◆ TEXT UNDER STUDY
= Beginning of Section =
Grants for Education And Research (GEAR)
Thanks to some generous donors, we have funds for a limited number of Grants for Education And Research (GEAR), available for Symbolic Systems undergraduate majors and Master's students, to cover expenses such as research costs and conference travel that cannot be met through other funding sources.
About GEAR Funds
- GEAR grants are awarded on a rolling basis to qualifying students until funds are exhausted for the academic year (September to June).
- Because our total funds are limited, you should apply for no more than you need. That will increase the chances that we can cover your budget, and also allow as many other students as possible to receive grants when they apply.
- GEAR funding is limited to no more than $1,500 per student over the course of a degree program.
- Once GEAR funds are awarded, you will need to save and present your expense receipts to the Finance Officer for the Symbolic Systems Program, and fill out a Student Funding Certification form.
= End of Section =
◆ DATASET ENTRIES
= Beginning of Section =
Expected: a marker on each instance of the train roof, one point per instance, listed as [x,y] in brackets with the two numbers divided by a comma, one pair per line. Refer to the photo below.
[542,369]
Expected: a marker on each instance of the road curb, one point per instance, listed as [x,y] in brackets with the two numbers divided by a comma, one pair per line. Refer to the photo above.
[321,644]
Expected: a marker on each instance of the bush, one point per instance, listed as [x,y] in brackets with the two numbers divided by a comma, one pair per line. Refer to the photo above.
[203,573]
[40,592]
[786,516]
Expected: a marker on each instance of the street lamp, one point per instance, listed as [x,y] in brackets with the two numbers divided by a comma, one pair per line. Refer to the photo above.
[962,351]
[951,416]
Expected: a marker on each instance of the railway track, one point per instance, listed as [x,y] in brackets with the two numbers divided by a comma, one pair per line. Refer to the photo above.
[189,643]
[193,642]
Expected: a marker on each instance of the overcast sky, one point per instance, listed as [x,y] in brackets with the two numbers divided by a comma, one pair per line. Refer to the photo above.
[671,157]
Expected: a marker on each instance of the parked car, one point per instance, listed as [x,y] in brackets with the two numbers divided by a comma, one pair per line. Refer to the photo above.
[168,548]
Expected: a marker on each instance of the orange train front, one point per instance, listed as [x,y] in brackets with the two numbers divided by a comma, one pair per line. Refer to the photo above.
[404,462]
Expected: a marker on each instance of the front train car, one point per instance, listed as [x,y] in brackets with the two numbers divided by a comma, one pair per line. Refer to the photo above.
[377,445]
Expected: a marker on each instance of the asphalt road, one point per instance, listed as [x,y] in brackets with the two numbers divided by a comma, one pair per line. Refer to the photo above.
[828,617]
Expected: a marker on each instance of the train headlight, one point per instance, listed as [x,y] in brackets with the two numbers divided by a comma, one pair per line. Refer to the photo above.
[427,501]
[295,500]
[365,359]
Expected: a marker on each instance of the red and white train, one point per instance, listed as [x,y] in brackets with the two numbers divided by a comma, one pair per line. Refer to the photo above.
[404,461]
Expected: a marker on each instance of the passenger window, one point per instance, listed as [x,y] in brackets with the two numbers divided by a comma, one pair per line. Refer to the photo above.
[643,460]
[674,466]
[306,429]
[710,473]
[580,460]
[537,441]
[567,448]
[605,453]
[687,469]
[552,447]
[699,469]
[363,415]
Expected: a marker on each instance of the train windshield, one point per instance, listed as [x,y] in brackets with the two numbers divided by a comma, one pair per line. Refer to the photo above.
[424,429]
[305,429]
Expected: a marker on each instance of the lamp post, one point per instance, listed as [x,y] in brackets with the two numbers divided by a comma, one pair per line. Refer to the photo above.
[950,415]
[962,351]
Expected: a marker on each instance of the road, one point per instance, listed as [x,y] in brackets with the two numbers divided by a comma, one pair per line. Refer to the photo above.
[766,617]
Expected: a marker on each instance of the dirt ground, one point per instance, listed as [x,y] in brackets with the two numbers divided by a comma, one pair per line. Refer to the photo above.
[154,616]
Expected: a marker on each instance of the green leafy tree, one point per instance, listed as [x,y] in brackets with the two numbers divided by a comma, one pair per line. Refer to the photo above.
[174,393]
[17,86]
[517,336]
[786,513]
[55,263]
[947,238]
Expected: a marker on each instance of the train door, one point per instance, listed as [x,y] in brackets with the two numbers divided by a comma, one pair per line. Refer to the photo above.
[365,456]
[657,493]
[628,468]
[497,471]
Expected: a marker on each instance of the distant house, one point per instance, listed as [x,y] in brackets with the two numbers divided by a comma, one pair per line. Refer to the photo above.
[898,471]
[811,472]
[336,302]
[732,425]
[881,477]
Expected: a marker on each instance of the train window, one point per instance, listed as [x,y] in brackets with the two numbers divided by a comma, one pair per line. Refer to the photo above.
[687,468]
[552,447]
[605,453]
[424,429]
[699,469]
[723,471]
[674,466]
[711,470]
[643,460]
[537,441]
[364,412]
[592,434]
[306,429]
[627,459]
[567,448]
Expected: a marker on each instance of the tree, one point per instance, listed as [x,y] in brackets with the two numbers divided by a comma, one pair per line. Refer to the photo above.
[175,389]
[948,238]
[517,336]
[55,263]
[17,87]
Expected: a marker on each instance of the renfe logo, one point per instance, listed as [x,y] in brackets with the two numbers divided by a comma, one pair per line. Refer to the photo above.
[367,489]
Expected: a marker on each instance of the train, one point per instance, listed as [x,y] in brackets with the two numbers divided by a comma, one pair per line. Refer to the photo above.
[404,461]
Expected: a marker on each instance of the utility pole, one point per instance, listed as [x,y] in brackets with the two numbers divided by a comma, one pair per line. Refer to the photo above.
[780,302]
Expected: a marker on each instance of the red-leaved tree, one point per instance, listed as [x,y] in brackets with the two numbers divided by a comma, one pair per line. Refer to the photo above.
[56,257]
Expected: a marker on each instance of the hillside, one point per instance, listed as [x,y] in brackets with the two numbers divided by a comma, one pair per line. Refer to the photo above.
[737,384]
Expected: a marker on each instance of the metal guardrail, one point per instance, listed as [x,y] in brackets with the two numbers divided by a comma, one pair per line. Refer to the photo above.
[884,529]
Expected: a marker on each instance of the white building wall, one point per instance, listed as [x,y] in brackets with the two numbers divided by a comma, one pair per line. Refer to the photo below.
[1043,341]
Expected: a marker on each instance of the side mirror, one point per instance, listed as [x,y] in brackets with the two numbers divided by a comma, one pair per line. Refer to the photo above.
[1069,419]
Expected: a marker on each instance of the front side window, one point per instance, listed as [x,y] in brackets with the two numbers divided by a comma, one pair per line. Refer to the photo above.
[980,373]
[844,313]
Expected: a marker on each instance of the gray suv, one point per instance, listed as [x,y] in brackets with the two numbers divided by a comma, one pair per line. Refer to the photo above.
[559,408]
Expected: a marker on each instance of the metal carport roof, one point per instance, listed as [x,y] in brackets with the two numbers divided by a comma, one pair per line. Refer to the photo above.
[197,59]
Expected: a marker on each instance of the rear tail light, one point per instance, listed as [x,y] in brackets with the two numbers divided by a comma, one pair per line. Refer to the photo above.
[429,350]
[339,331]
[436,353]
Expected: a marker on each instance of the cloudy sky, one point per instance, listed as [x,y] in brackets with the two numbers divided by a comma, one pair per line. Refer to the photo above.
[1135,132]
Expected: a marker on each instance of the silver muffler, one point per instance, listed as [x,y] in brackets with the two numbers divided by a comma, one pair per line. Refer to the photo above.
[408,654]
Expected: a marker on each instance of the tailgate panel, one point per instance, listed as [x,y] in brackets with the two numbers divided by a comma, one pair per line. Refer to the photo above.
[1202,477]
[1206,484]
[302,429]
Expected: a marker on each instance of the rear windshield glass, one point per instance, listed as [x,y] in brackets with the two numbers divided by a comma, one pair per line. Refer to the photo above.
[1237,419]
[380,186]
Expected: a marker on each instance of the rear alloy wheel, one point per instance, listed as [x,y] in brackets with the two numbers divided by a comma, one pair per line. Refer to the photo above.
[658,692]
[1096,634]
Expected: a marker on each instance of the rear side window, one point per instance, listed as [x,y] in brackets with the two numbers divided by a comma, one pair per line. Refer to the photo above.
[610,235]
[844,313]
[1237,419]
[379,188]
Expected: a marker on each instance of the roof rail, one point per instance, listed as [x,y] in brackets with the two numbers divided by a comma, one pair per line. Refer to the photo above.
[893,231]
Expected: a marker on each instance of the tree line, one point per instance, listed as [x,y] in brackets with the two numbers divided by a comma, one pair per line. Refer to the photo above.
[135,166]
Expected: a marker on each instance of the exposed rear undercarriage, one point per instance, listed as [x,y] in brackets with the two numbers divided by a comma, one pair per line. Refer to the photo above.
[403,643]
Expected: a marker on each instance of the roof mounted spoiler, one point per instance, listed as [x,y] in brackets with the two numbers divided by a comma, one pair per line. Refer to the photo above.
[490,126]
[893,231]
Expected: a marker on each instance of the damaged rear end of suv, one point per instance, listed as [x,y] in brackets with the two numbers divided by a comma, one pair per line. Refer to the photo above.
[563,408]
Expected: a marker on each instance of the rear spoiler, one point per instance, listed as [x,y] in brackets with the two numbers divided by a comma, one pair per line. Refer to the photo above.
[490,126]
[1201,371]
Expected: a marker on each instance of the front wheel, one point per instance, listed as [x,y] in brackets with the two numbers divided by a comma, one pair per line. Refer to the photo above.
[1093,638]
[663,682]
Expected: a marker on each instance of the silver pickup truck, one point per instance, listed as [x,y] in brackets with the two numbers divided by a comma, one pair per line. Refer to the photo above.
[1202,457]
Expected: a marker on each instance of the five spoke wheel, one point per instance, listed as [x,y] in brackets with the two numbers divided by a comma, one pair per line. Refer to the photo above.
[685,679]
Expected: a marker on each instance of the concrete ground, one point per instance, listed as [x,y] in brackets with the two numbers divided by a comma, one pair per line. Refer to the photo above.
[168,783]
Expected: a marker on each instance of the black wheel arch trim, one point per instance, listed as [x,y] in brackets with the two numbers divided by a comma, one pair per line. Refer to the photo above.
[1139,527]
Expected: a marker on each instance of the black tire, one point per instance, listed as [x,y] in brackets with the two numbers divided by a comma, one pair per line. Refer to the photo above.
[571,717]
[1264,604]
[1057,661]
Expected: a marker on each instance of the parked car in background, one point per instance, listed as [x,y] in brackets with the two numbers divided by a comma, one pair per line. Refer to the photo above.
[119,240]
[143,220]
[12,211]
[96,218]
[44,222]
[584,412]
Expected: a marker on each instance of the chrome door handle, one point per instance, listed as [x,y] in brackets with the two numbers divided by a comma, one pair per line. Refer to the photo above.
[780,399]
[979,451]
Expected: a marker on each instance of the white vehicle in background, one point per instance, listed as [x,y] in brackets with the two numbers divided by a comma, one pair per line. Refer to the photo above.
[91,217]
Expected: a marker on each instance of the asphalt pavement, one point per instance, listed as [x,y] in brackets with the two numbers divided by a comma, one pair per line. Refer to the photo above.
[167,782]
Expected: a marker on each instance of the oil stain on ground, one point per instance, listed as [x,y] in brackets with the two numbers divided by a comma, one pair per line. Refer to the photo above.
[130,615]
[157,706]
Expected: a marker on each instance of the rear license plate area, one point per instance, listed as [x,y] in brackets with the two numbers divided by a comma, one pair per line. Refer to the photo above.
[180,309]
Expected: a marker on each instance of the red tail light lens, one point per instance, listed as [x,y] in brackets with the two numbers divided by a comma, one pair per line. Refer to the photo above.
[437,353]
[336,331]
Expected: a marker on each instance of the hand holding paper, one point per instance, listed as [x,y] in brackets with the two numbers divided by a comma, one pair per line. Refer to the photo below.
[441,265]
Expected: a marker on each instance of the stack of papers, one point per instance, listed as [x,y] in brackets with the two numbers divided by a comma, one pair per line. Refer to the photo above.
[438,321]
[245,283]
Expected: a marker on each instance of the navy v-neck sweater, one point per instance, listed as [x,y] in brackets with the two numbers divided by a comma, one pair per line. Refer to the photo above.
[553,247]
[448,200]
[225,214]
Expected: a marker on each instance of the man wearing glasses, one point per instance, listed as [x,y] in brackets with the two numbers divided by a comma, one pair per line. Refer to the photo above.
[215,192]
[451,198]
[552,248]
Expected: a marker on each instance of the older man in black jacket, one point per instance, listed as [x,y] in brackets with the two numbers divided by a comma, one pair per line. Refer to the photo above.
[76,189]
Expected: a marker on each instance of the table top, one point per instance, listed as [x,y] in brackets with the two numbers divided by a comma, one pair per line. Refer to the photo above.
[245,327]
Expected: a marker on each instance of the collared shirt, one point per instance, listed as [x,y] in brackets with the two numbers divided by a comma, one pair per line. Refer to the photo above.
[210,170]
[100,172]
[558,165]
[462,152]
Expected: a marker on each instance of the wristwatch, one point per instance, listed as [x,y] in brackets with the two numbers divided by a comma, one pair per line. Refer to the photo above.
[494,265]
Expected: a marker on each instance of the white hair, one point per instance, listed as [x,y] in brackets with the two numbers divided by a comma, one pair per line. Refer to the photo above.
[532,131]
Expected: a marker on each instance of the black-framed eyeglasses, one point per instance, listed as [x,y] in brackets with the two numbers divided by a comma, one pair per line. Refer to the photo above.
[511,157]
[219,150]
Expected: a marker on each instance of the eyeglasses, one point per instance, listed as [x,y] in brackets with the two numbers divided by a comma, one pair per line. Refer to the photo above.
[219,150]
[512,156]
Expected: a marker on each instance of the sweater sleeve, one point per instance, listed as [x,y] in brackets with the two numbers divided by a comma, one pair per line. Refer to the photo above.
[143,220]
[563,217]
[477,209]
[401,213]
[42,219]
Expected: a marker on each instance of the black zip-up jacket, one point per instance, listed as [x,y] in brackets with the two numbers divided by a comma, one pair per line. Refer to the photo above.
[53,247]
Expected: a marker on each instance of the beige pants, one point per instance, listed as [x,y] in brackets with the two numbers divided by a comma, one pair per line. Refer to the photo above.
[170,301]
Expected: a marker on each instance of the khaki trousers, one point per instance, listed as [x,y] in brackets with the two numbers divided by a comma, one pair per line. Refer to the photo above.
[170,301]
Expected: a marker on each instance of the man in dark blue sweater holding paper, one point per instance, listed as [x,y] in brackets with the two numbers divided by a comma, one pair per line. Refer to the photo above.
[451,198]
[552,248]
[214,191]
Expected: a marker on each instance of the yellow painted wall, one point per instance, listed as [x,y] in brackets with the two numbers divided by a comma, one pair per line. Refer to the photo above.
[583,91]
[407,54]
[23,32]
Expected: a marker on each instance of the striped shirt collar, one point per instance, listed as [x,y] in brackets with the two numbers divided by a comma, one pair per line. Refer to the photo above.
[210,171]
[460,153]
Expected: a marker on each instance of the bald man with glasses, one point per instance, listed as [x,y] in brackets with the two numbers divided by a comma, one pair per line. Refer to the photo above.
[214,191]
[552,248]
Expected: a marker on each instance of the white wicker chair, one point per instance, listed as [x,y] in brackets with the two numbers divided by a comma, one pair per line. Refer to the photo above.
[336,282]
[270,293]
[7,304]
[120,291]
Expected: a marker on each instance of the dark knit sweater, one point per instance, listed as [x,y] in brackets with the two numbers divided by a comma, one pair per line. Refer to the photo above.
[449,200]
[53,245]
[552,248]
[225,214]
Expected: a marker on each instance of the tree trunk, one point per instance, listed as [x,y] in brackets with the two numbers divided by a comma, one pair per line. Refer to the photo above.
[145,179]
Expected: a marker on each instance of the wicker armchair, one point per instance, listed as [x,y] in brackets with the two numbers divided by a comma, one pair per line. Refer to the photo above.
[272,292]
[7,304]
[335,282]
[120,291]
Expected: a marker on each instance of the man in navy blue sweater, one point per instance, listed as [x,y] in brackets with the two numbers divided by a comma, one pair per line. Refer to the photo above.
= End of Section =
◆ PROBLEM
Reproduce everything in the text on GEAR grants from "About GEAR Funds" down to "a degree program.", including both of those passages.

◆ ANSWER TO THE EXERCISE
About GEAR Funds
- GEAR grants are awarded on a rolling basis to qualifying students until funds are exhausted for the academic year (September to June).
- Because our total funds are limited, you should apply for no more than you need. That will increase the chances that we can cover your budget, and also allow as many other students as possible to receive grants when they apply.
- GEAR funding is limited to no more than $1,500 per student over the course of a degree program.